== Source document
Central Argument : Clearly state your argument in 1 or 2 sentences. You will spend the rest of your paper answering the following about your argument:
Support: You must support your argument with evidence. It must make sense. Tie up loose ends and cover rebuttals as needed. You will make a series of claims, each supported by evidence.
Structure: Be organized and structure your writing to best present your argument. Give an introduction at the beginning and a conclusion at the end. Edit your paper so that there are no confusing statements. A general format you can use in the body is:
Claim > Evidence** ; Claim > Evidence ; Connection ; Conclusion…. repeat.
**may be more than one piece of evidence per claim
Sources: Cite at least 8 sources in your paper. Include a works cited/bibliography page. Only include sources that are cited in the text in your bibliography.
====
== Record set
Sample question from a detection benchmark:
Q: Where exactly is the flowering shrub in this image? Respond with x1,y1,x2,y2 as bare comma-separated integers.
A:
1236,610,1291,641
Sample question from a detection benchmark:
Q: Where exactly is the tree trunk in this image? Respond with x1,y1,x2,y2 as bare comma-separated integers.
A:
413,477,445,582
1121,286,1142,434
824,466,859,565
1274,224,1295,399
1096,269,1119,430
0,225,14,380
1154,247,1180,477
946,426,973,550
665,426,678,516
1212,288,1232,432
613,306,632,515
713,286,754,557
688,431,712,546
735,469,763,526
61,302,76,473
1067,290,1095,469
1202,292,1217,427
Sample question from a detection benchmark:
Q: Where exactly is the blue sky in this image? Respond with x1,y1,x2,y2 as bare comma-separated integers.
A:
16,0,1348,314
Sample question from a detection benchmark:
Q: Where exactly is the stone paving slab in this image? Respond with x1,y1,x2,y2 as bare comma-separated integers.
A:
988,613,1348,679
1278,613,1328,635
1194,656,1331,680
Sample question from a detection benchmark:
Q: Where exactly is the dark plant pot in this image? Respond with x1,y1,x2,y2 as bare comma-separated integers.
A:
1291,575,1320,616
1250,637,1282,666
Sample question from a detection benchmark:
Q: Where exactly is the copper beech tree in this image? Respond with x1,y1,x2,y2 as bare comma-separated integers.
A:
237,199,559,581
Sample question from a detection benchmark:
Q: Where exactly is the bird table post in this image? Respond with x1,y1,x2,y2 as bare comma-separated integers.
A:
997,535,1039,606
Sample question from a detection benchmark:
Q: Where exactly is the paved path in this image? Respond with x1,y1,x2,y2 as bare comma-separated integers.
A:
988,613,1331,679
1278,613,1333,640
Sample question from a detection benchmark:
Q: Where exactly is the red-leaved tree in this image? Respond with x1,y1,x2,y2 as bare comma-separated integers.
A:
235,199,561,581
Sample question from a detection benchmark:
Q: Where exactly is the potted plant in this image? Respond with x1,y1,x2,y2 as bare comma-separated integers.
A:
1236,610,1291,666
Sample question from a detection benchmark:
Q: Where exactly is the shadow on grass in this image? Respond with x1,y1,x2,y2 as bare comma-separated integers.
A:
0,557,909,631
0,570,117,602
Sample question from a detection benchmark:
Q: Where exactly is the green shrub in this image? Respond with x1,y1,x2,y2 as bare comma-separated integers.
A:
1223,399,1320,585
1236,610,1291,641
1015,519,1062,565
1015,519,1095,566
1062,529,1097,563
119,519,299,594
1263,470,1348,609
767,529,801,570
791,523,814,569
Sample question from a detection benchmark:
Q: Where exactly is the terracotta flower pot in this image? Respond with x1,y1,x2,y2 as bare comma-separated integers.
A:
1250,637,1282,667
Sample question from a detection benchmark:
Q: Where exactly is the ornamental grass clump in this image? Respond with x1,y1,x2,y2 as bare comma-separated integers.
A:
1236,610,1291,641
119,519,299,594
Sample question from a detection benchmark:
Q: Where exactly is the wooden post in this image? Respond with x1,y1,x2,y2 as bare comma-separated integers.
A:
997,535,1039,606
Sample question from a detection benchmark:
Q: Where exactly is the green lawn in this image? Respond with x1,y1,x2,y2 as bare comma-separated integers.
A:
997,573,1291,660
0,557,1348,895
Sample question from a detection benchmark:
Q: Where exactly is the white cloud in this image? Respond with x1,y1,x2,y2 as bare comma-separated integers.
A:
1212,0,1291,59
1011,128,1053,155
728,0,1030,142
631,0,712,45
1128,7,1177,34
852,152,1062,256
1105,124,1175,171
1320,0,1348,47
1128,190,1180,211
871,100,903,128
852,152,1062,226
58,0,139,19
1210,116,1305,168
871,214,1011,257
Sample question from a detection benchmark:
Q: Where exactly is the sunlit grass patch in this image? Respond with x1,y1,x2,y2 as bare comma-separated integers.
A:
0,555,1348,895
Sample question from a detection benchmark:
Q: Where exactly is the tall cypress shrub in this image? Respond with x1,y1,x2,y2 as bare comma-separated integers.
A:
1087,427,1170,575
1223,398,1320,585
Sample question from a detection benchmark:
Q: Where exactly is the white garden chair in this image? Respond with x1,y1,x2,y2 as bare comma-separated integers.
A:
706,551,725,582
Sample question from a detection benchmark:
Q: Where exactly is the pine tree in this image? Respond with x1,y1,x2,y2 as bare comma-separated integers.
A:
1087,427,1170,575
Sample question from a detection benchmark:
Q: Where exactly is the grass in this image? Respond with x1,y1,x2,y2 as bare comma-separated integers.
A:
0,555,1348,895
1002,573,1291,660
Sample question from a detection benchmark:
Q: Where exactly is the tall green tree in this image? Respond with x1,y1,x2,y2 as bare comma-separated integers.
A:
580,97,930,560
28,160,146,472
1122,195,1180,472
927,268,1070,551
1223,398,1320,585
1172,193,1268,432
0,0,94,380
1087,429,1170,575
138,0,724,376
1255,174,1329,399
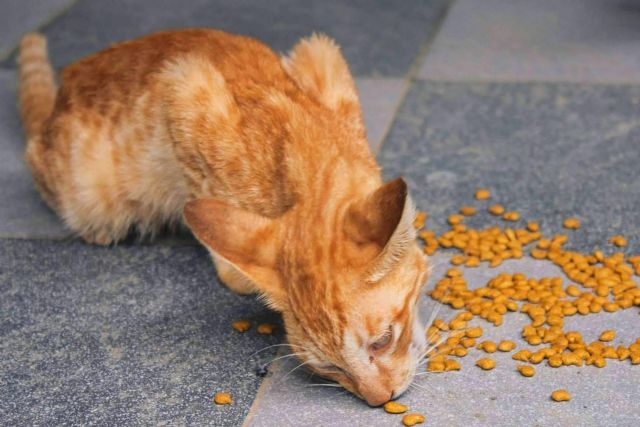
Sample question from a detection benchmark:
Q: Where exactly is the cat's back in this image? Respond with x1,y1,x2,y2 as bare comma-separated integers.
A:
58,29,296,113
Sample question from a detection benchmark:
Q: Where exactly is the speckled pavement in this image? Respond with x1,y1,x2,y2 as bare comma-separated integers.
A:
0,0,640,427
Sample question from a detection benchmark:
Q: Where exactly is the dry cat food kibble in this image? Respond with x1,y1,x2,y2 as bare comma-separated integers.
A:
412,189,640,410
384,402,409,414
231,319,251,332
498,340,516,352
516,365,536,377
256,323,276,335
476,357,496,371
551,389,571,402
402,414,424,427
562,218,580,230
213,392,232,405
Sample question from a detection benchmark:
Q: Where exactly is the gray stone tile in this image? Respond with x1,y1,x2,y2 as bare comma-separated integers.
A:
379,82,640,253
0,70,69,238
247,255,640,427
0,239,282,426
0,0,75,61
5,0,448,76
420,0,640,82
356,78,405,153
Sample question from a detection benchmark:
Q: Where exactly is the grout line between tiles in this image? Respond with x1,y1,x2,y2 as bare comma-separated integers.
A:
373,0,454,157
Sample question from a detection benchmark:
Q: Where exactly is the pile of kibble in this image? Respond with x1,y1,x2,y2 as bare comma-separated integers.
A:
385,189,640,425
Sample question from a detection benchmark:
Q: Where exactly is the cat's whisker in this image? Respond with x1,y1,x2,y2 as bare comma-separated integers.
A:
267,353,303,364
305,384,342,388
248,343,308,358
278,361,310,384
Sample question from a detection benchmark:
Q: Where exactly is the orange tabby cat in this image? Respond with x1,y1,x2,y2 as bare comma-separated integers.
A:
19,29,427,405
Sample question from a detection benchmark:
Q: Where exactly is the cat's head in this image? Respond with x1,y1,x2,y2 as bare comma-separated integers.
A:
185,179,427,406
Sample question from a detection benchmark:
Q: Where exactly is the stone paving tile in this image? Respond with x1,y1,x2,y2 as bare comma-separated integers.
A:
0,239,282,426
379,81,640,253
420,0,640,83
356,78,405,153
246,255,640,427
4,0,448,77
0,0,75,61
0,70,69,238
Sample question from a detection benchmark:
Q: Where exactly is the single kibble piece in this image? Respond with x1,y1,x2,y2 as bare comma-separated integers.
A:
257,323,276,335
444,359,461,371
476,188,491,200
498,340,516,351
562,218,580,230
477,341,498,353
460,206,476,216
476,357,496,371
489,205,504,215
600,329,616,342
384,402,409,414
516,365,536,377
231,319,251,332
502,211,520,221
213,392,232,405
402,414,424,427
465,326,482,338
447,214,464,225
551,389,571,402
609,235,627,248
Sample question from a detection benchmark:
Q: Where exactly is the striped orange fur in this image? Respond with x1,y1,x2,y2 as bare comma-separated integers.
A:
20,29,427,405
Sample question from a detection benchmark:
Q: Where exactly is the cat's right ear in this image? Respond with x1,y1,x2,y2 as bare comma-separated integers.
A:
183,199,286,311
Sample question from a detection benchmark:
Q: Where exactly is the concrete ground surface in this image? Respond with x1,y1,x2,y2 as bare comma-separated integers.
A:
====
* _Activity list_:
[1] How many sources must be cited at minimum, according to the paper guidelines?
[2] Continue the paper guidelines from where they stop.

* _Expected responses_:
[1] At least 8 sources.

[2]
Multiple perspectives: Clearly and specifically address biological anthropology and cultural anthropology perspectives, other research perspectives as relevant (e.g. psychology, medicine, education, archaeology, etc.).
Cross-cultural examples: Use at least 2 specific ethnographic examples for how people in other cultures do things. These examples need to be relevant to your argument and explain something about variation in human behavior and perspectives.
Formatting: use the format guidelines from the syllabus.
Length: no more than 3 pages. Short papers are harder than you may think! Aim for brevity and precision.